Ocean rain has a cool, motionless tone that distances it from some of its siblings. Where Diorella and Femme focus on the warmth at the heart of a chypre and suggest body contact, Ocean rain puts a lid on things. It has a dampening tone. It acts more as a filter than a springboard. As soon as it puts forward an idea, it pulls it back almost suspiciously. What seems like a chypre’s moss, and the foot in the door to a bodily scent, freezes suddenly and appears mineral. The citrus topnote doesn’t lead to green woods and indolic flowers, the fullness of hesperidic notes that often follows the initial tartness of bergamot in a chypre. It becomes a cold breeze and leaves behind a clinical wake. Ocean Rain isn’t tentative, it is exceedingly careful.
I've never quite know what to make of Ocean Rain. Roudnitska trained us to understand that at the heart of a chypre is a fundamentally devil-may-care attitude. Before anything else, a chypre is about pleasing oneself. Ocean rain reads more as restrained, grim to some. Where Diorella suggests an infinite range of color tones hiding behind each olfactory note, Ocean rain tells you that the world is a blanched sepia. Earthy olfactory tones can the suggest decay of autumn, the freshness through the muck of spring, the vegetal richness of early summer. The commonality is richness. Ocean Rain's earthiness is less optimistic in tone. It's dirt as opposed to soil.
Seen as a chypre, Ocean Rain is dour. Perhaps a better lens through which to see it would be Diorissimo. Again, I know Diorissimo from descriptions of the original fragrance, through anecdotal history of its making and from the general writing of Rounitska found online--not from smelling the vintage perfume. Seeing Ocean Rain, the last perfume of a dead perfumer from the perspective of one of his great works that had effectively been hobbled by reformulation before his own death, is a bit ghoulish and essentially fictitious since it is based on so many weak links. But the history of perfume is largely the interpretation of discussions of suppositions of gossip in the first place. I’ll proceed, if cautiously.

==============================

▶ **THINGS TO DO**
1/ In the passage on Ocean Rain, what does the citrus topnote turn into?
2/ Output the stretch of the passage on Ocean Rain from "Ocean rain has" through "is exceedingly careful.".
3/ Carry the passage on Ocean Rain forward from its final sentence.
The records after this point come from a separate source, not from the passage on Ocean Rain.

==============================

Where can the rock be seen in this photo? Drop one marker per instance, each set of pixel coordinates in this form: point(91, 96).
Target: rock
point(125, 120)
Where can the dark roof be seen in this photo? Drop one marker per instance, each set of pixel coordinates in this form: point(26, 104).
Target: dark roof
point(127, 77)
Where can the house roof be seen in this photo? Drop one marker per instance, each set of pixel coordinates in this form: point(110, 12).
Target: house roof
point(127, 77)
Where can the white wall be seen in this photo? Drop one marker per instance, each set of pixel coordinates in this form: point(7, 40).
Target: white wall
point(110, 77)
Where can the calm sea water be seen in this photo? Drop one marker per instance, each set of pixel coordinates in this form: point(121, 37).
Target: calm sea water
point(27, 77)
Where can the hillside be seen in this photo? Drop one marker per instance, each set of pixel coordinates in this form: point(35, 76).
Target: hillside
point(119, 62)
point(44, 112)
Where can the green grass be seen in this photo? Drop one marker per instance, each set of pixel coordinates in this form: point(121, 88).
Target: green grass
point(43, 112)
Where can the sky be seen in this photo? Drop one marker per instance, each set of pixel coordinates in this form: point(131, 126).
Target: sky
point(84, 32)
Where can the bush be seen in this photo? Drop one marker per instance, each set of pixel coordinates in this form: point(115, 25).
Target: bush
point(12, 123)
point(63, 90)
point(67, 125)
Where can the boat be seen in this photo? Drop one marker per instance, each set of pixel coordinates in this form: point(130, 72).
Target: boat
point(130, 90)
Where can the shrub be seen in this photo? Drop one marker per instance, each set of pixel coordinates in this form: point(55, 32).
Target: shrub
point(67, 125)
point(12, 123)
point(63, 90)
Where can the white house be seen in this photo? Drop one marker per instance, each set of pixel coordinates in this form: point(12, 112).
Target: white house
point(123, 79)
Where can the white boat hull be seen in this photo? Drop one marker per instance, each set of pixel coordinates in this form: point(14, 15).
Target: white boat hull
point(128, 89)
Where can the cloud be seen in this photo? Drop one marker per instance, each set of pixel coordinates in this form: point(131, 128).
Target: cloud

==============================

▶ **ANSWERS TO THIS EXERCISE**
1/ A cold breeze that leaves behind a clinical wake.

2/
Ocean rain has a cool, motionless tone that distances it from some of its siblings. Where Diorella and Femme focus on the warmth at the heart of a chypre and suggest body contact, Ocean rain puts a lid on things. It has a dampening tone. It acts more as a filter than a springboard. As soon as it puts forward an idea, it pulls it back almost suspiciously. What seems like a chypre’s moss, and the foot in the door to a bodily scent, freezes suddenly and appears mineral. The citrus topnote doesn’t lead to green woods and indolic flowers, the fullness of hesperidic notes that often follows the initial tartness of bergamot in a chypre. It becomes a cold breeze and leaves behind a clinical wake. Ocean Rain isn’t tentative, it is exceedingly careful.

3/
The muguet at the heart of Diorissimo is the height of synthesis and a success of abstraction as the tool of a trained mind. Roudnitska chose as his topic a fragrance he knew couldn’t be gathered botanically as the flower produces no fragrance materials that can be collected and there is no other scent in the environment that closely mimics it. He chose this target as the means by which he would show the perfumery of the time (mid-20th century) as burdened and overstuffed. He sought to create Diorissimo not only to create what nature wouldn’t surrender, he meant it to be a lesson in the conceptualization and execution of perfumery.
Diorissimo is the only perfume I have found that in fact presented a manifesto. I’ve mentioned in the past that perfumery doesn’t have artistic movements, as in deliberate artistic explorations and uncovering of dogma, credos or theories pre-existing the art itself. Perfume has genres, which are really objective or subjective descriptions and classifications. Here, Diorissimo stands apart from all other perfumes.
I don’t think that Ocean Rain was the artistic assertion that Diorissimo was. I simply find that the tones used to create a crisp, hygienic tone like lily-of-the-valley as the same palette that will let us take apart Ocean Rain. Ocean Rain isn’t a frigid, sociopath of a chypre, it’s simply a cold beauty. The soapy muguet in Diorissimo suggested a temperature that in Spring is cool but warming. The same temperature in Ocean Rain is simply travelling in the other direction, not halfway to summer warmth, but halfway to frozen. It’s the scent of an imaginary late-autumn-blooming fruit tree.
Ocean rain smell of dirt and wood and chilled flowers. Does that seem unwelcoming? I find it enticing.